**Task prompt**
Each entry that follows must be output without any deviation.

=======

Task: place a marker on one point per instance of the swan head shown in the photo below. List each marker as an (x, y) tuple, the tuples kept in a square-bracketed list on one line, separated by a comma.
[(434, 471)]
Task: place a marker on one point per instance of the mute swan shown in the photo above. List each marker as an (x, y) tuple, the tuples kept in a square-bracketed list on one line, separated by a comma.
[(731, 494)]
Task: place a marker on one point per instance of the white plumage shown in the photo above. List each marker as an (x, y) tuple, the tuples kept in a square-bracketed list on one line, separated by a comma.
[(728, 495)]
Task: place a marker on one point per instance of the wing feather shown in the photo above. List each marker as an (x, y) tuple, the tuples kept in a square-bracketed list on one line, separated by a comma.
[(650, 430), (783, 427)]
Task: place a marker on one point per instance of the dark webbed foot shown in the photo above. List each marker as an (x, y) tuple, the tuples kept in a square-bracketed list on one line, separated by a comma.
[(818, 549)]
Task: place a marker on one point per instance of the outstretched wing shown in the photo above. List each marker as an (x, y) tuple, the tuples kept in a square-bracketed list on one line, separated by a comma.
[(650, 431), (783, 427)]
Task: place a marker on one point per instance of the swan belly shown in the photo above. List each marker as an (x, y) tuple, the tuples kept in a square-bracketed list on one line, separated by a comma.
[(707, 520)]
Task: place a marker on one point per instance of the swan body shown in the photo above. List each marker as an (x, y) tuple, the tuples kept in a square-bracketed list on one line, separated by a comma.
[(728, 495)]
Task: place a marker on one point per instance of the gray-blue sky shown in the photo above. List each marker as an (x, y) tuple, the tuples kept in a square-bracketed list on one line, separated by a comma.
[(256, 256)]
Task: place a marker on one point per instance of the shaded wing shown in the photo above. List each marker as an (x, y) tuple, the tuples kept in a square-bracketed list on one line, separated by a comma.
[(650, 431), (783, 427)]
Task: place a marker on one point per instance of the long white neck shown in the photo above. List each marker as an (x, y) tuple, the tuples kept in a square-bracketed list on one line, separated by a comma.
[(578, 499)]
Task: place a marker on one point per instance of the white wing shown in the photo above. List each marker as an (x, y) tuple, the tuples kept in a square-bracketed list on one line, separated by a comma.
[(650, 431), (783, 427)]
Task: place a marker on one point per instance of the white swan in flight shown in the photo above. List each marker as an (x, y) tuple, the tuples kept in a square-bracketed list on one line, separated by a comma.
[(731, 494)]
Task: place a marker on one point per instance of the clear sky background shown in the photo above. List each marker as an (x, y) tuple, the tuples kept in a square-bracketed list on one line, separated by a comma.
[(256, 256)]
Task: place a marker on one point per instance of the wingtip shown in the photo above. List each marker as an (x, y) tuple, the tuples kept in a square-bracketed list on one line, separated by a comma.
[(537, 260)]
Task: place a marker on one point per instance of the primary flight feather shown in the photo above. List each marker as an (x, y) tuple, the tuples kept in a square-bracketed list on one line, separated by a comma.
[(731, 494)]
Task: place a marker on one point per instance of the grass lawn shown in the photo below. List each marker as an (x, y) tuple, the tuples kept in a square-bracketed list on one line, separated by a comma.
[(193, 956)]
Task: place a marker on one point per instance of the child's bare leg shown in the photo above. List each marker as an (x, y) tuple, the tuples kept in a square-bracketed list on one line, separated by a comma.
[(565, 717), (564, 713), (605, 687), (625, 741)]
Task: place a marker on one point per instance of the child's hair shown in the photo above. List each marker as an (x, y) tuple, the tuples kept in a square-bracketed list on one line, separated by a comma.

=======

**Your response**
Task: place a marker on one point per instance of the swan head shown in the photo below. List each marker as an (x, y) tuple, the tuples kept in a square-bracketed list on one line, separated by a comma.
[(434, 471)]
Task: place a marker on one point per instance of the mute swan shown in the photo above. List each marker as an (x, y) tuple, the tuples kept in a square-bracketed list on one line, separated by a comma.
[(731, 494)]
Task: place a marker on one point per instance of the white plumage shown in the photo above. List each marker as an (x, y) tuple, the tuples kept in a square-bracketed list on one line, separated by a comma.
[(728, 495)]
Task: place a marker on one point per instance of the wing feather shown in the photo above. List each marker as an (x, y) tuple, the tuples kept in a square-bracketed list on one line, separated by a comma.
[(650, 430), (783, 427)]
Task: place a marker on one point per instance of the dark webbed foot shown in the photo above. List each marker as an (x, y) tuple, the tuples kept in a square-bracketed list on one line, separated by a comma.
[(818, 549)]
Task: place a marker on one point per instance of the outstretched wing shown in the photo above. List each marker as an (x, y) tuple, the tuples kept in a square-bracketed list on one line, separated by a comma.
[(650, 431), (783, 427)]
Task: place a marker on one point per instance of the swan belly shown in the photo above. List each marker as an (x, y) tuple, the tuples kept in a square-bracketed list on one line, separated by a comma.
[(707, 520)]
Task: place a marker on one point per instance of the swan body shown in the photo above. List each marker as an (x, y) tuple, the tuples kept in a square-bracketed list on one line, separated by a comma.
[(728, 495)]
Task: place a marker on one point per instance of the gray-blue sky shown in the photo above. List each marker as an (x, y) tuple, the tuples kept in a square-bracketed list on one line, separated by a comma.
[(256, 256)]
Task: place a marker on one point per instance of the shaded wing shown in the photo above. List each marker as an (x, y) tuple, the tuples kept in a square-bracketed list on one line, separated by a comma.
[(650, 431), (783, 427)]
Task: place a marker on one point per instance of the long white neck shown in the photo above. List each marker as an (x, y) tuple, the tuples kept in a square-bracketed list on one line, separated by a comma.
[(578, 499)]
Task: place a marker on one point per instance of the white wing shown in the photo above. List each marker as an (x, y) tuple, the tuples kept in a square-bracketed list on one line, separated by a comma.
[(650, 431), (783, 427)]
Task: place a marker on one point per instance of the white swan in flight shown in the photo above. List each marker as an (x, y) tuple, the tuples kept in a square-bracketed list on one line, separated by a comma.
[(731, 494)]
Task: place a marker on one point per instance of the clear sky background shown in the photo above. List each marker as an (x, y) tuple, the tuples kept in a square-bracketed list on one line, separated by a comma.
[(256, 256)]
Task: place a marker on one point per instance of the wingtip shown in the photo above. List each marker as an (x, y) tuple, the tuples kept in a square-bracketed list on one line, separated by a comma.
[(537, 260)]
Task: place a marker on one point per instance of the primary flight feather shown in the photo above. List each marker as an (x, y) tuple, the tuples kept in a square-bracketed list on one line, separated by a comma.
[(731, 494)]
Task: place a marker on one point per instance of the grass lawn shown in the photo below. List each marker as an (x, y) tuple, the tuples kept in a square-bracketed list on one line, separated by a comma.
[(193, 956)]
Task: place a marker on one point per instance of the child's bare leg shown in the photo above. List each marker as an (x, y) tuple, the tuples kept in a square-bracketed list on one line, separated by a comma.
[(565, 717), (564, 713), (605, 687), (625, 741)]
Task: place a marker on one point per instance of the child's hair shown in the photo above. List each marker as an (x, y) tuple, the tuples kept in a square-bracketed list on one line, separated by a comma.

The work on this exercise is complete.